* [What the task requires]: Gather every line in the entries below that contains the string "cloud" and copy each one unchanged.

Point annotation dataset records
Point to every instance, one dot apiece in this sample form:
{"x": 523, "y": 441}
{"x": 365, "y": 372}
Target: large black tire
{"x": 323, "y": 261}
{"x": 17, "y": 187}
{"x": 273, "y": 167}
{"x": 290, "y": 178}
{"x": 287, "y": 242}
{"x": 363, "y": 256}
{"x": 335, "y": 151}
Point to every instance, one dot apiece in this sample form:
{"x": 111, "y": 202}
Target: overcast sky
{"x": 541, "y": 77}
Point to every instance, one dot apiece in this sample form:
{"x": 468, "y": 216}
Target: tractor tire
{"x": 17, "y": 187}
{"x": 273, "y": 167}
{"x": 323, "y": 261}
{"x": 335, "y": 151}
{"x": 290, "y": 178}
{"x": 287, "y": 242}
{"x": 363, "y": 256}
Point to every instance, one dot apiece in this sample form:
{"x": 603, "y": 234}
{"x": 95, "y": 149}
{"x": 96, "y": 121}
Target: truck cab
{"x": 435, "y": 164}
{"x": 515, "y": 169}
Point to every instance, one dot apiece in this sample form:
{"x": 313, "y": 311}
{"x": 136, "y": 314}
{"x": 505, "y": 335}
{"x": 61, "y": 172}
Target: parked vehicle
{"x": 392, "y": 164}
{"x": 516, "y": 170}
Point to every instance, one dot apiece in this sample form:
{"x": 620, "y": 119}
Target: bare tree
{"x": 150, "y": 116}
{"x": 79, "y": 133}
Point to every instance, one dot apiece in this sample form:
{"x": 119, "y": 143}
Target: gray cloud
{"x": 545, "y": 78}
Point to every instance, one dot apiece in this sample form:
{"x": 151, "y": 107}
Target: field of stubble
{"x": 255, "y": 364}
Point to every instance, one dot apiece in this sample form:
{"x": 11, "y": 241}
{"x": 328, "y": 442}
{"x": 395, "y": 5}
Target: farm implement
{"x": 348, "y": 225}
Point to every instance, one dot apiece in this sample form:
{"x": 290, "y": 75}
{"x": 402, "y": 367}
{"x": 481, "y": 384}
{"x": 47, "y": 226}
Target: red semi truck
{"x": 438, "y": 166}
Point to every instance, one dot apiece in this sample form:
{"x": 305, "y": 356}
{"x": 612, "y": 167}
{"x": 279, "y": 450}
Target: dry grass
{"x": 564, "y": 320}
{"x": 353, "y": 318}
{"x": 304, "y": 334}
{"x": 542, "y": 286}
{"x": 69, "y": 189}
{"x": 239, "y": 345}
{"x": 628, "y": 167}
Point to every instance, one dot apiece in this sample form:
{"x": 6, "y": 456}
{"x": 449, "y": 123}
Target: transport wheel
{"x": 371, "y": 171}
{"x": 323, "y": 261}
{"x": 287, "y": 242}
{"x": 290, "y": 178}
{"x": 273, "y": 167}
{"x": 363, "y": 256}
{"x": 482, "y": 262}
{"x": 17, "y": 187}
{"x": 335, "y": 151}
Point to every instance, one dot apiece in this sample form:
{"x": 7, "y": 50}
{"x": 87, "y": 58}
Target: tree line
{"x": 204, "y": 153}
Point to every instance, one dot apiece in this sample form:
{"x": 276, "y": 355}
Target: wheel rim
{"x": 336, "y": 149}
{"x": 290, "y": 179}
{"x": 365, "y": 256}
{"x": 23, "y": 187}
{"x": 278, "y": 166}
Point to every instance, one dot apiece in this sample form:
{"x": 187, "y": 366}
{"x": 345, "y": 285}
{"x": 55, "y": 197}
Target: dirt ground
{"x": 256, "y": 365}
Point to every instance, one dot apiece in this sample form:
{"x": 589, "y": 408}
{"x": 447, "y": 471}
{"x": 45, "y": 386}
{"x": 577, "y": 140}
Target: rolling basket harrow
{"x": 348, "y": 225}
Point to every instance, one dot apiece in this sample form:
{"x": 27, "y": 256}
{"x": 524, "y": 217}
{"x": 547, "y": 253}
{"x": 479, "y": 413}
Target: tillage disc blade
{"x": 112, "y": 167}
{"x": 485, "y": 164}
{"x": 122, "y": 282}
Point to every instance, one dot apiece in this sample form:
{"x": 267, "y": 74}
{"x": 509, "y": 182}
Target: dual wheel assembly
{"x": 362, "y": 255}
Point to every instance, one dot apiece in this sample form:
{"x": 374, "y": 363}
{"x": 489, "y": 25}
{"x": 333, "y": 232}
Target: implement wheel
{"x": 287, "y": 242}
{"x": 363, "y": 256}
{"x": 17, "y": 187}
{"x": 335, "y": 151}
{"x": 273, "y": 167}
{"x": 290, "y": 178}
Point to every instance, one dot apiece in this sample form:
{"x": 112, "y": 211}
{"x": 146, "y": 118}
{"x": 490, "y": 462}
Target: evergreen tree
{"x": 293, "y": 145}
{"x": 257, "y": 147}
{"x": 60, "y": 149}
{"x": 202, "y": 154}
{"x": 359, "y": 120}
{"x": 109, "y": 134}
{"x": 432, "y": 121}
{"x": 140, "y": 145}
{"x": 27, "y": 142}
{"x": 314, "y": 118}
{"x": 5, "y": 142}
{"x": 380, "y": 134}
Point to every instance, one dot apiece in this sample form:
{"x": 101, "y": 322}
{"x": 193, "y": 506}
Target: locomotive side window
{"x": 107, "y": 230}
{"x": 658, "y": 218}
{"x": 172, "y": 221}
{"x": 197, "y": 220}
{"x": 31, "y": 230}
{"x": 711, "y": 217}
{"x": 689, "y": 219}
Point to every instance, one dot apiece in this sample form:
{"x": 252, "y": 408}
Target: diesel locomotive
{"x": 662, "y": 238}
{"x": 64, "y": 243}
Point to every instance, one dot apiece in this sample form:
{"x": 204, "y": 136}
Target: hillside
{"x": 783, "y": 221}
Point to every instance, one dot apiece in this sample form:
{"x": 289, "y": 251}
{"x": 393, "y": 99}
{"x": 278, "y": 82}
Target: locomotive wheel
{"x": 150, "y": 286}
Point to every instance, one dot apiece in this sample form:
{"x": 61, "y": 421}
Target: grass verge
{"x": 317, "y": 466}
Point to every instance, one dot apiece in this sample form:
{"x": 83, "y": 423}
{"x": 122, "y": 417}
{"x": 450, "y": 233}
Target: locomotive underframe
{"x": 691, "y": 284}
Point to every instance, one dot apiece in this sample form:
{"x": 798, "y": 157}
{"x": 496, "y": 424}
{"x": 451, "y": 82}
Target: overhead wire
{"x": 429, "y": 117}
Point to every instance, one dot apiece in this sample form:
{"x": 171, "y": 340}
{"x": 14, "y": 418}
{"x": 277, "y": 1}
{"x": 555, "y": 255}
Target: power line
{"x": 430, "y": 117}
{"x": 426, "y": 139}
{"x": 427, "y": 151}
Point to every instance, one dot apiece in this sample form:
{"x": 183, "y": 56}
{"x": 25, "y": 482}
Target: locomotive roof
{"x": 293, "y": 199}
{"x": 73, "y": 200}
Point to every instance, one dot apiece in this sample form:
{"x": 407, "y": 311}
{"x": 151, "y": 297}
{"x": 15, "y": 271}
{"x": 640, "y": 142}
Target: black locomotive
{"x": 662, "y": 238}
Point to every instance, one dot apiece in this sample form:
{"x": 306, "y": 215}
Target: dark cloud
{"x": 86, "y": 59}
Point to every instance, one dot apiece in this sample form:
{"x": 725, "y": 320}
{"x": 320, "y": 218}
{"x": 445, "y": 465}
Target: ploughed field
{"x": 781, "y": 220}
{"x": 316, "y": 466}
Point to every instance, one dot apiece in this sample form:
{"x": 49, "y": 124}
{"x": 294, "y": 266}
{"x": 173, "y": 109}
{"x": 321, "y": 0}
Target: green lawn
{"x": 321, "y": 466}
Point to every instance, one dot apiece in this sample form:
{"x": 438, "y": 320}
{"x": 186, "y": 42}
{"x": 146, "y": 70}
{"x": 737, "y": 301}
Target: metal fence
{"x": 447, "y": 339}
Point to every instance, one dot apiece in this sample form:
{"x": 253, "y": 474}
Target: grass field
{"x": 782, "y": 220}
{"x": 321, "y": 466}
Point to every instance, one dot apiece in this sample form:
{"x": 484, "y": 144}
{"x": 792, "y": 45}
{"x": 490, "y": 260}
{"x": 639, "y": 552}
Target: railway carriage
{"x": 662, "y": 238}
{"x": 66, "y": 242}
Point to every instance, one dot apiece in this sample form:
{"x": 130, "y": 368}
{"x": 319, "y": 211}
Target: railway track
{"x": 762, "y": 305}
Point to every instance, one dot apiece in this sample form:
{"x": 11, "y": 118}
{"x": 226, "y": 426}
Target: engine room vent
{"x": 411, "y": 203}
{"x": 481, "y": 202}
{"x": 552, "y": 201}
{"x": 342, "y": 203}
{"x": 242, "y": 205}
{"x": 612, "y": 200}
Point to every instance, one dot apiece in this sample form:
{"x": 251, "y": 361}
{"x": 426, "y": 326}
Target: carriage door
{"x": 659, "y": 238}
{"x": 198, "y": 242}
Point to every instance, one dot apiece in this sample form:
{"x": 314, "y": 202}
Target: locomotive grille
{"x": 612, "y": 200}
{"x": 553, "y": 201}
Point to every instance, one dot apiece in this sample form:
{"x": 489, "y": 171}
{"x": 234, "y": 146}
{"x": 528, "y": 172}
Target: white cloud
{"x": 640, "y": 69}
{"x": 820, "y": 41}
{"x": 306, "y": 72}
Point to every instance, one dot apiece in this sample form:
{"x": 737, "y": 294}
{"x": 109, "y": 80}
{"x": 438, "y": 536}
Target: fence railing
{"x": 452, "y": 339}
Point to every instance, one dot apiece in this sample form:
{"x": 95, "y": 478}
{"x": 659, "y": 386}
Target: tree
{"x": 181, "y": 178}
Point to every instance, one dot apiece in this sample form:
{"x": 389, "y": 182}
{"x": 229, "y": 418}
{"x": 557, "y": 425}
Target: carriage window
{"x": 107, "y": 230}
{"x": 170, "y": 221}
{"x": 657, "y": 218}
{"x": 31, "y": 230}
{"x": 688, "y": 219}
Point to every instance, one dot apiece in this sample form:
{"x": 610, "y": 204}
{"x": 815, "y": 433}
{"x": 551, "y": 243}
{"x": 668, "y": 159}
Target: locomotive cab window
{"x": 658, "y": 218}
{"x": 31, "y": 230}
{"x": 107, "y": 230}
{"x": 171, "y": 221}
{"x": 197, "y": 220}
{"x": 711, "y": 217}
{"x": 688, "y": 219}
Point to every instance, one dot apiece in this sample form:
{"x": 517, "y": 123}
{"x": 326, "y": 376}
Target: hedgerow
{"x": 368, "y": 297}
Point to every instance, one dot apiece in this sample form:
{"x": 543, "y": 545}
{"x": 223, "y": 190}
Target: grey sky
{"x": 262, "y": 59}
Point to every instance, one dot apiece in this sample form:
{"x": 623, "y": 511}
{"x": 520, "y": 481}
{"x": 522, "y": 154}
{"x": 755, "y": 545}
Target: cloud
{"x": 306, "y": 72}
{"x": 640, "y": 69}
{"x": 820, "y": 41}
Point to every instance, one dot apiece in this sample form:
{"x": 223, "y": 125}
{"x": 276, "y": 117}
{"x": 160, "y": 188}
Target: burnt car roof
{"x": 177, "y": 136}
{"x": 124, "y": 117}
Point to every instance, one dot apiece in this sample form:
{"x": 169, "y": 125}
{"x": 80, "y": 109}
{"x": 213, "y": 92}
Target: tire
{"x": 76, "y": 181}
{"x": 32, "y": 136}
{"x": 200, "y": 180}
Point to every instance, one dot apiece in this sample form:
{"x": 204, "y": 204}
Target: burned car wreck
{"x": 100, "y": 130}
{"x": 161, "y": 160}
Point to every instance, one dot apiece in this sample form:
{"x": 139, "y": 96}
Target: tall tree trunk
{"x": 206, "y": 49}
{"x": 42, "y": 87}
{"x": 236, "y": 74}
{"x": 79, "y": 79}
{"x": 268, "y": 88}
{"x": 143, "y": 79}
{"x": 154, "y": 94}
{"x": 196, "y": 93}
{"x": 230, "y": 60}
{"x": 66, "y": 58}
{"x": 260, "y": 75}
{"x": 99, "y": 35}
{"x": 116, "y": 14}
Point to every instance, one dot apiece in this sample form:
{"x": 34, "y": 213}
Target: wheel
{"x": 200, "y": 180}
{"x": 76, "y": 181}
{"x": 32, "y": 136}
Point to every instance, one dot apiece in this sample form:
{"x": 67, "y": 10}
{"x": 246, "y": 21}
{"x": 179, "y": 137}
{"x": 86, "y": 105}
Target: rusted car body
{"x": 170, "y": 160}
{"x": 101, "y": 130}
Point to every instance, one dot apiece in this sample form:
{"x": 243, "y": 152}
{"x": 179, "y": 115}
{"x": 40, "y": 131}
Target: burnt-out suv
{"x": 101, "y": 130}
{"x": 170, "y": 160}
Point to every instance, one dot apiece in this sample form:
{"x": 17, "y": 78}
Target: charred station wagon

* [Task output]:
Target: gray cloud
Target: dark cloud
Target: white cloud
Target: cloud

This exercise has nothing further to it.